• _What you will do_
Restate the full listing word for word and leave the pictures out.
#### Materials provided
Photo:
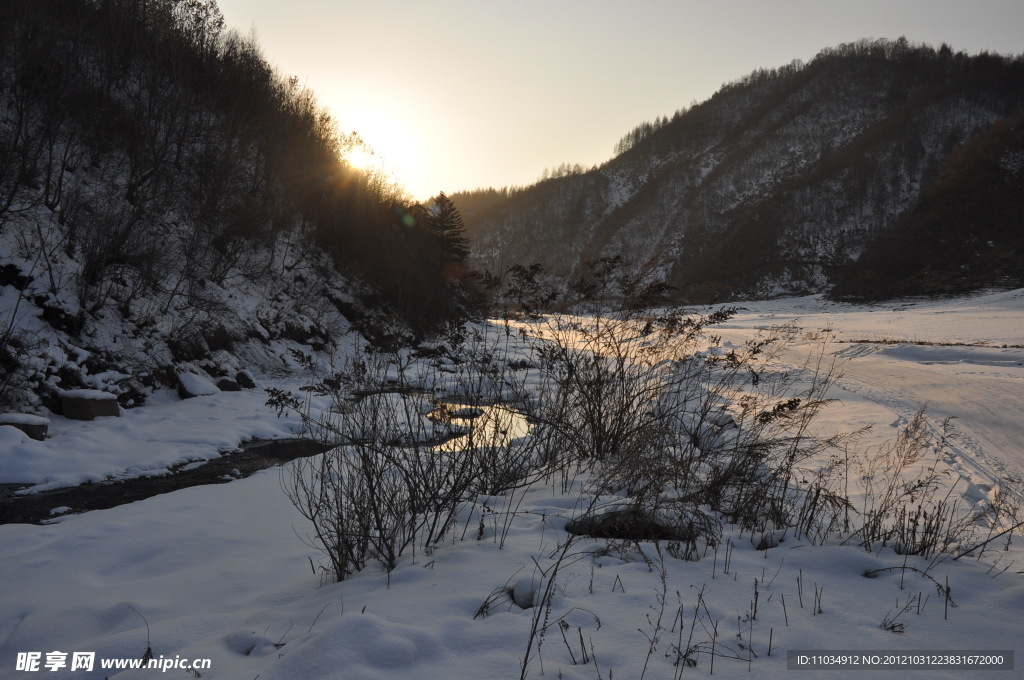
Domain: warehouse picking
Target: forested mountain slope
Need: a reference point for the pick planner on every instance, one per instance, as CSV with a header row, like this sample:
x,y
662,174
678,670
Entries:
x,y
169,202
774,184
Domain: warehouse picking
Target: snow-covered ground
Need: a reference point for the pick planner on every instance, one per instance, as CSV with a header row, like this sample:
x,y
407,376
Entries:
x,y
221,572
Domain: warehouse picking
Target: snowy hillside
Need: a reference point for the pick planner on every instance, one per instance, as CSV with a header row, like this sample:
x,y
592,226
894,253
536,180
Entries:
x,y
778,181
221,572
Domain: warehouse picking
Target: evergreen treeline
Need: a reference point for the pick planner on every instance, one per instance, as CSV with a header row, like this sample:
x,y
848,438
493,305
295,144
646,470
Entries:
x,y
156,141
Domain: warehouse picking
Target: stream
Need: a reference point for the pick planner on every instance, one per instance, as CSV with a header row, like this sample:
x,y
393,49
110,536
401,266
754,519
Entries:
x,y
253,457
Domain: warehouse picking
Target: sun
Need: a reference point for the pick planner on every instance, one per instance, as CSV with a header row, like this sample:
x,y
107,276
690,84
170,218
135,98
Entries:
x,y
361,158
390,144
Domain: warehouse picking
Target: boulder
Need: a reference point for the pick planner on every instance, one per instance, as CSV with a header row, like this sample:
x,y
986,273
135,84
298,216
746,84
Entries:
x,y
192,384
227,385
35,426
88,404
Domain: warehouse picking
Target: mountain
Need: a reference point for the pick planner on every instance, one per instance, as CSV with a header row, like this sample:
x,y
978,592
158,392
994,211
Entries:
x,y
169,203
778,182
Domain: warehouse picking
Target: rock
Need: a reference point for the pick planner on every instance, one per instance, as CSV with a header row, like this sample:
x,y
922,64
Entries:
x,y
88,404
227,385
526,592
190,384
35,426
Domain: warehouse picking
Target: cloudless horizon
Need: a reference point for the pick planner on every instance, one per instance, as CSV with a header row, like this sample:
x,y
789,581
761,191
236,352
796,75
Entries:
x,y
460,94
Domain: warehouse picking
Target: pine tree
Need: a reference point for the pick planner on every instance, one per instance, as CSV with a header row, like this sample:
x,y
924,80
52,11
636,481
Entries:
x,y
446,224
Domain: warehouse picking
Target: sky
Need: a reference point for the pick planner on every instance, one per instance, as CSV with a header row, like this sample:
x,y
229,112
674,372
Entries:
x,y
459,94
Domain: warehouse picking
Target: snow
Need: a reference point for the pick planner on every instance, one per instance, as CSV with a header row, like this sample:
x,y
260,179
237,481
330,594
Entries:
x,y
95,394
23,419
221,571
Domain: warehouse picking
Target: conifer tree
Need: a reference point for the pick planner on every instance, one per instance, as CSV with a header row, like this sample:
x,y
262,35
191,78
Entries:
x,y
446,224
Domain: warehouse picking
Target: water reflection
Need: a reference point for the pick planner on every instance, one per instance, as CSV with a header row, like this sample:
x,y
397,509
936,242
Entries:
x,y
495,425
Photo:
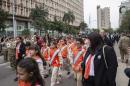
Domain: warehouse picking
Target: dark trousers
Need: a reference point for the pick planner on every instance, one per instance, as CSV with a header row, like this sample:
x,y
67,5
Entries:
x,y
89,81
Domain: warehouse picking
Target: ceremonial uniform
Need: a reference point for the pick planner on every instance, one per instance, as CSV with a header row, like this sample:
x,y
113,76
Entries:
x,y
55,62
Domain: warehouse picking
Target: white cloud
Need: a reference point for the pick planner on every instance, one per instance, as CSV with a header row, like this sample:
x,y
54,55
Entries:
x,y
90,9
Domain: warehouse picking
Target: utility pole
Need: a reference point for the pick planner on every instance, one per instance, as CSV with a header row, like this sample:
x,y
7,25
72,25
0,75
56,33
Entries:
x,y
14,21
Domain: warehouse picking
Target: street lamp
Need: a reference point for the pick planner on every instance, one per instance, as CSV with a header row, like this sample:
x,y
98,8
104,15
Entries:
x,y
14,21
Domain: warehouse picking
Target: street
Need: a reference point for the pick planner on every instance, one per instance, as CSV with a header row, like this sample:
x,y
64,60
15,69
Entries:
x,y
7,75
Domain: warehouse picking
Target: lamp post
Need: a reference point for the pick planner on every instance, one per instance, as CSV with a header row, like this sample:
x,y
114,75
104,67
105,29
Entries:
x,y
14,21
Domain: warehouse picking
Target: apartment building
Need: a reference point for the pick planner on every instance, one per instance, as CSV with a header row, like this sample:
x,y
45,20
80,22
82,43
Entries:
x,y
103,18
55,7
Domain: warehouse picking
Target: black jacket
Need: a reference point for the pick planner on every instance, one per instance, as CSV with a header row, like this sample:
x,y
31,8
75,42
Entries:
x,y
103,76
127,72
21,50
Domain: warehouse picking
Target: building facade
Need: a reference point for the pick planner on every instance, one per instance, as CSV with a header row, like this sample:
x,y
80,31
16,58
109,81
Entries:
x,y
22,9
125,5
103,18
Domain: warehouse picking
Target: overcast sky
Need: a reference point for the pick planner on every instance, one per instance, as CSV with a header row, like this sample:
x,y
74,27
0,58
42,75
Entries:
x,y
90,11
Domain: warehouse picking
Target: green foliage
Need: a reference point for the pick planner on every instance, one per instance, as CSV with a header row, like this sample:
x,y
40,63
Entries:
x,y
3,17
39,17
26,32
125,26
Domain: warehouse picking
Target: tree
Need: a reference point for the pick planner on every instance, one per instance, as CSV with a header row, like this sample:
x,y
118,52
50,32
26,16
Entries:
x,y
3,17
82,26
69,17
39,17
125,25
26,32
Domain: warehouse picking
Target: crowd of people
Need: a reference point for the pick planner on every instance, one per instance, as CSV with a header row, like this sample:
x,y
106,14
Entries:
x,y
91,60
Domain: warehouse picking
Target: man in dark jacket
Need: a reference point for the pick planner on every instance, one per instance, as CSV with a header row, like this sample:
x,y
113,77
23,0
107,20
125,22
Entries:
x,y
127,72
103,67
########
• _Output for this task_
Photo:
Domain: warehouse picking
Target: forested mountain slope
Need: a reference point for the pick planner on every instance, one per instance, as CSV with a header row, like this sample:
x,y
662,174
678,670
Entries:
x,y
169,202
774,184
Domain: warehouse picking
Target: snow-covered ground
Need: a reference point for the pick planner on every instance, one per instance, as CSV with a header row, like this sample:
x,y
407,376
Entries:
x,y
221,572
Domain: warehouse picking
Target: snowy hillside
Need: a reference point for the pick planner on every instance, one per instance, as CSV with a header row, like this sample:
x,y
592,226
894,253
536,180
Entries:
x,y
778,181
221,572
Domain: warehouse picking
Target: evergreen treeline
Need: a reference point for the pick planner on every instance, one per instance, as CSV with a header row, like this sample:
x,y
848,438
493,305
295,144
646,470
Entries:
x,y
156,141
Domain: warehouse picking
Target: stream
Need: a reference point for the pick planner on every instance, one per instance, as CSV with a header row, like this sample:
x,y
393,49
110,536
401,266
754,519
Entries:
x,y
253,457
Domain: warehouse picking
Target: sun
Need: a reference point for the pick planner on every instance, one per instance, as CSV with a header row, like this sample:
x,y
107,276
690,84
170,218
135,98
Entries:
x,y
361,158
390,144
Domain: warehouse picking
Target: boulder
Need: a reference point for the pick planner on every instance, one per instance, as CSV with a header row, like this sample:
x,y
986,273
135,84
298,216
746,84
Entries:
x,y
192,384
227,385
35,426
88,404
Domain: warehouse picking
Target: mountain
Need: a reference point for the pick planner on every instance, one per instance, as CSV with a header row, like this sample:
x,y
978,592
158,392
994,211
Entries:
x,y
169,203
778,182
Domain: warehouse picking
Target: rock
Need: a reference point for the pick planner on every instance, one per instance, as CSV with a header row, like this sample:
x,y
922,64
Entries:
x,y
88,404
227,385
526,592
190,384
35,426
Domain: warehouse picking
Target: cloudless horizon
Need: a reference point for the pick planner on every instance, one per instance, as CSV with a header row, like this sample:
x,y
789,581
761,191
236,352
796,75
Entries:
x,y
460,94
Domain: warehouse picking
Target: pine tree
Need: a reference point for the pick planner on every instance, one per instance, as CSV with a header row, like this sample:
x,y
924,80
52,11
636,481
Entries:
x,y
446,224
Domain: warehouse picking
Target: sky
Need: a reference point for the pick planner on every instance, one per instance, as CSV with a header row, like this sample:
x,y
229,112
674,372
Entries:
x,y
459,94
Domain: warehouse picking
Target: snow
Need: a reference point for the pick planner on every instance, one per instance, as CSV with a header row, like this sample:
x,y
260,179
237,481
330,594
Entries:
x,y
95,394
23,419
221,571
Domain: warehouse picking
Target: conifer tree
Need: a reference point for the pick planner on every instance, one per instance, as CSV with a header row, like this sample:
x,y
262,35
191,78
Entries:
x,y
446,224
Domain: warehouse picking
Target: water reflection
Need: a reference point for the pick planner on every instance, one per instance, as CSV with a header row, like this sample:
x,y
397,509
936,242
Entries:
x,y
495,425
Photo:
Domain: warehouse picking
Target: dark trousers
Need: a reference point for the pick planner on every instance, one per instance, as CSV with a header row, like this sample:
x,y
67,5
Entries:
x,y
89,81
Domain: warehouse picking
Target: ceremonial uniform
Need: a reference point for the pick planner on every instance, one per instance, as CSV with a header row, like this sample:
x,y
113,76
Entries:
x,y
55,62
Domain: warehouse picking
Target: white cloud
Need: a reference point for the pick planner on every instance, one per instance, as CSV with a header row, like this sample:
x,y
54,55
Entries:
x,y
90,9
Domain: warehouse picking
Target: utility pole
Need: a reference point for the pick planner on every instance, one per instance, as CSV with a header row, like this sample:
x,y
7,25
72,25
0,75
56,33
Entries:
x,y
14,21
Domain: warehouse picking
Target: street lamp
Need: a reference point for the pick planner on every instance, one per instance, as CSV with a header row, like this sample:
x,y
98,8
104,15
Entries:
x,y
14,21
Domain: warehouse picking
Target: street
Need: a reference point for the pick planner on every instance, one per instance, as CSV with a header row, like this sample:
x,y
64,60
15,69
Entries:
x,y
7,75
Domain: warehouse picking
Target: lamp post
Need: a reference point for the pick planner on every instance, one per instance, as CSV with a header row, like this sample:
x,y
114,75
104,67
105,29
Entries:
x,y
14,21
Domain: warehouse picking
Target: apartment building
Need: a reference point for the pick planner on every instance, one per instance, as CSV with a header row, like this sample:
x,y
45,20
80,22
82,43
Entries:
x,y
103,18
55,7
Domain: warehouse picking
Target: black jacket
Need: a reference point for the pick planner on every instance, one per instance, as CSV with a header row, like this sample:
x,y
31,8
75,42
Entries:
x,y
103,76
127,72
21,50
Domain: warehouse picking
Target: building facade
Need: a reference point for the pick planner on every instance, one per instance, as CSV with a header row, like this sample:
x,y
80,31
16,58
109,81
Entries:
x,y
22,9
125,5
103,18
Domain: warehouse picking
Target: overcast sky
Need: a reference point for the pick planner on every instance, one per instance, as CSV with a header row, like this sample:
x,y
74,27
0,58
42,75
Entries:
x,y
90,11
Domain: warehouse picking
Target: green foliage
Need: a reference point for the pick planner on every instance, one per instance, as CSV with a header row, like this sample:
x,y
40,63
Entries:
x,y
3,17
39,17
26,32
125,26
Domain: warehouse picking
Target: tree
Need: a reference point for the pick planner on every instance, one per instance, as CSV with a header row, like this sample:
x,y
118,52
50,32
26,16
Entries:
x,y
3,17
82,26
69,17
39,17
125,25
26,32
Domain: warehouse picking
Target: crowd of people
Need: a reference point for the pick planner on every instance, one per instance, as CSV with a header row, like this sample:
x,y
106,14
Entries:
x,y
91,60
Domain: warehouse picking
Target: man in dark jacket
Need: a reference point for the pick planner on every instance, one per instance, as CSV with a header row, like this sample:
x,y
113,77
23,0
107,20
125,22
Entries:
x,y
127,72
103,67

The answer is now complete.